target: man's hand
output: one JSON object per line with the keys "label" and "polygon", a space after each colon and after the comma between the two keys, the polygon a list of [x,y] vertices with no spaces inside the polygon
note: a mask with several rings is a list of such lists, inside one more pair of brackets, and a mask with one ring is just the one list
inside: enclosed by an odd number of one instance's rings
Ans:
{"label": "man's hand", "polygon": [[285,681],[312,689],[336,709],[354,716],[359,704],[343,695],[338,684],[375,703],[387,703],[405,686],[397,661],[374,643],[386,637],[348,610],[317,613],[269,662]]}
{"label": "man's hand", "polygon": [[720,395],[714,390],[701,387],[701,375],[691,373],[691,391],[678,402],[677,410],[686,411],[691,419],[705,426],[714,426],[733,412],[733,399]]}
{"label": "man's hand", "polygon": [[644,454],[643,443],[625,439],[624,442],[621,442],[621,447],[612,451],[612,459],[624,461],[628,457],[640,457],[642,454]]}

SHORT EXERCISE: Reproduce every line of the data above without changing a single character.

TASK ANSWER:
target: man's hand
output: one JSON object per line with the keys "label" and "polygon", a space after each colon and after the comma between the two keys, the polygon a list of [x,y] vertices with no spaces inside the polygon
note: a mask with several rings is a list of such lists, inside one more pair of brackets, and a mask with one ring is just the one list
inside: enclosed by an odd number of one instance's rings
Ans:
{"label": "man's hand", "polygon": [[285,681],[312,689],[336,709],[354,716],[359,704],[343,695],[338,684],[375,703],[387,703],[405,686],[397,661],[374,643],[386,637],[348,610],[317,613],[269,662]]}
{"label": "man's hand", "polygon": [[720,395],[714,390],[701,387],[701,375],[691,373],[691,391],[678,402],[677,410],[686,411],[691,419],[705,426],[714,426],[733,412],[733,399]]}
{"label": "man's hand", "polygon": [[644,454],[643,443],[625,439],[624,442],[621,442],[621,447],[612,451],[612,459],[624,461],[628,457],[640,457],[642,454]]}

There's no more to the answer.